▸ **Aim of the task**: Copy out the rows below word for word, from the line containing "blonde woman's bangs" through the line containing "[[121, 608, 196, 748]]", including both of those lines.

▸ **Information provided**:
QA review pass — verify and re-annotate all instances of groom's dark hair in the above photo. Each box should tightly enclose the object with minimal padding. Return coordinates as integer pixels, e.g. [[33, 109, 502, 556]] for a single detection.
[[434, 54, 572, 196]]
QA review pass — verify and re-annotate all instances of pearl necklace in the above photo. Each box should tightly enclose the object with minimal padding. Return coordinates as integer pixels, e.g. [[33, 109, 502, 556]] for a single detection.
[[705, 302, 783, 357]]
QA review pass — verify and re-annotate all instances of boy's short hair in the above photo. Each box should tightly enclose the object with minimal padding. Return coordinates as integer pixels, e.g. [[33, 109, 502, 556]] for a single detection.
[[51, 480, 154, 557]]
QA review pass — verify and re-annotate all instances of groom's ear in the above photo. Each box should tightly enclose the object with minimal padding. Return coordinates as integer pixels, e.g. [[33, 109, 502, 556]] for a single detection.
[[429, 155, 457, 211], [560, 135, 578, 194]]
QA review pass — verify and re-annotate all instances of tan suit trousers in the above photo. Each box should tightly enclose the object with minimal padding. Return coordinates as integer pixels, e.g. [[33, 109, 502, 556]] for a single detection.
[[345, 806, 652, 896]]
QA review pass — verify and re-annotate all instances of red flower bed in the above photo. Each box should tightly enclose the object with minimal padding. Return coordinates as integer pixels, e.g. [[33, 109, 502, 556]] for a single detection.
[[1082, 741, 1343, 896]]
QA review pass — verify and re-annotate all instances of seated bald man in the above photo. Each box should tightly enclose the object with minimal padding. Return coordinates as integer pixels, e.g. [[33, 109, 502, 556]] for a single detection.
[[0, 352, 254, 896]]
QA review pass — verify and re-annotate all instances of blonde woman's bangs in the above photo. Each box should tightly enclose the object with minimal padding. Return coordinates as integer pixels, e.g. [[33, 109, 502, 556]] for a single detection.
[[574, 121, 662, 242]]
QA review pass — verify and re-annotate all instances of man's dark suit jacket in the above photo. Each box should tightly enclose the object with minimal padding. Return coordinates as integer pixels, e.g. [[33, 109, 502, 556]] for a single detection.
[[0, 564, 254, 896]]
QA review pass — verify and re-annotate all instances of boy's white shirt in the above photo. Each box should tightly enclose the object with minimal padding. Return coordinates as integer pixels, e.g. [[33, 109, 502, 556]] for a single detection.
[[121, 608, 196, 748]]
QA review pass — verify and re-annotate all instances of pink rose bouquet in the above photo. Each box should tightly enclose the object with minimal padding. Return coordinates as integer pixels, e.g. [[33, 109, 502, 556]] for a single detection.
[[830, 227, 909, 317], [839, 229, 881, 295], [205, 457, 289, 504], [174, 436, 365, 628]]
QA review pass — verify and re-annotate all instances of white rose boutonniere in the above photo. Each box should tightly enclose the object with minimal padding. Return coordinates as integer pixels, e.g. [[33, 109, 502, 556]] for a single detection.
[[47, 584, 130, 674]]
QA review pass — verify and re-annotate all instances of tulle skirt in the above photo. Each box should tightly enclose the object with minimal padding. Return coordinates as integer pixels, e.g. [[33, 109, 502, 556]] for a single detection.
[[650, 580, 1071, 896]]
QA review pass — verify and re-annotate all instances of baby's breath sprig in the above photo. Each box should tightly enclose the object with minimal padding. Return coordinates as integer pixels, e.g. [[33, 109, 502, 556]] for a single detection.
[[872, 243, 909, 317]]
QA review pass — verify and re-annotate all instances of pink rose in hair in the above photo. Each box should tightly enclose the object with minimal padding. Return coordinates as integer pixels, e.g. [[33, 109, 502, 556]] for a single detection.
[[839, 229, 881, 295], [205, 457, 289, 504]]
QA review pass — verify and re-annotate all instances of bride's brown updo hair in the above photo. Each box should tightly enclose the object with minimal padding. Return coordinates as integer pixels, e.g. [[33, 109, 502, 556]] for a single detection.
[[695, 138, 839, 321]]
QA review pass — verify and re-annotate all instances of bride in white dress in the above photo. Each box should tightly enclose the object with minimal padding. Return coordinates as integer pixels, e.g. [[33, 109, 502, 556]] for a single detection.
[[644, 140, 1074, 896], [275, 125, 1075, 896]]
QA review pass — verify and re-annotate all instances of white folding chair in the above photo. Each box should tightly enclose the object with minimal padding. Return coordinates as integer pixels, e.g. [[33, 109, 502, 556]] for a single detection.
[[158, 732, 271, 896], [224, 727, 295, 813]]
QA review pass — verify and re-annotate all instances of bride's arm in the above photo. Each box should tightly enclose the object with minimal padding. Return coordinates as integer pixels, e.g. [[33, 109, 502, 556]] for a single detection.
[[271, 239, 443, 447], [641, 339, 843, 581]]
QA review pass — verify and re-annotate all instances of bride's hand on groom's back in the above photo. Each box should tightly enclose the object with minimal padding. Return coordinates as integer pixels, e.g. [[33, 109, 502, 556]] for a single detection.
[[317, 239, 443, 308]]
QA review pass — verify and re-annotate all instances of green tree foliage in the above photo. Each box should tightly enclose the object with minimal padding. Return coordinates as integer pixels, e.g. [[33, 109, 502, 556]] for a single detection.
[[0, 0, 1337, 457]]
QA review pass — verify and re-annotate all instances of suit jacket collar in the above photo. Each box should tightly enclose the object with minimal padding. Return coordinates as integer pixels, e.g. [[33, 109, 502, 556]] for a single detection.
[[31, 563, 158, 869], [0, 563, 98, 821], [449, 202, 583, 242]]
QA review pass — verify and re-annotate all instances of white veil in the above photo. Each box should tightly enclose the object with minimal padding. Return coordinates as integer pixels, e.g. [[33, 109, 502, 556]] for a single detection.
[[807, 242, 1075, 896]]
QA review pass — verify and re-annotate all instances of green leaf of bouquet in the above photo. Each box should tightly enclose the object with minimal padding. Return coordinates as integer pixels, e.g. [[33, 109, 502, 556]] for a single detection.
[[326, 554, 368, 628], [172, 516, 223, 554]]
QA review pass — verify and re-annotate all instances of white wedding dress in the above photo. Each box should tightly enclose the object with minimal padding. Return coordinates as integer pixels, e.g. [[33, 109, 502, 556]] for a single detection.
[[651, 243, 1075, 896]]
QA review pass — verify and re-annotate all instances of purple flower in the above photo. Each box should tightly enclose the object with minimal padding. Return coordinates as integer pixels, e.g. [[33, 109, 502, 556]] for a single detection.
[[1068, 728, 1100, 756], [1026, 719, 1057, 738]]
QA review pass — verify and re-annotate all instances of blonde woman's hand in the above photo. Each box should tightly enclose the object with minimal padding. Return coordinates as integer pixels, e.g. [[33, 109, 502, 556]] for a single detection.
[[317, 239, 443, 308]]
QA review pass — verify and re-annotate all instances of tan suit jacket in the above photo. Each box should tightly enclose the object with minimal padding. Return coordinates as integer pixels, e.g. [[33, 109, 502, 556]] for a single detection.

▸ **Answer below**:
QA review pass — verify and re-annotate all instances of blonde woman's bangs in the above photo. Each box should tightly enclose the object with minimal padding. Return coordinates as integer pixels, e.g. [[33, 109, 502, 556]] for a single detection.
[[574, 121, 662, 242]]
QA review pass — verify and re-annotate all instances of man's dark suit jacket in the above photo. Each box should tightly enclose the object with minimal padding. Return coordinates as integer pixels, e.g. [[33, 109, 502, 556]] for a single detection.
[[0, 564, 254, 896]]
QA review pass — verify and re-annotate all instances of boy's white shirt in the above photo. Each box should tightly enclose the object with minimal padding. Return coordinates as integer pixels, e.g. [[33, 109, 502, 556]] for a single detection.
[[121, 608, 196, 748]]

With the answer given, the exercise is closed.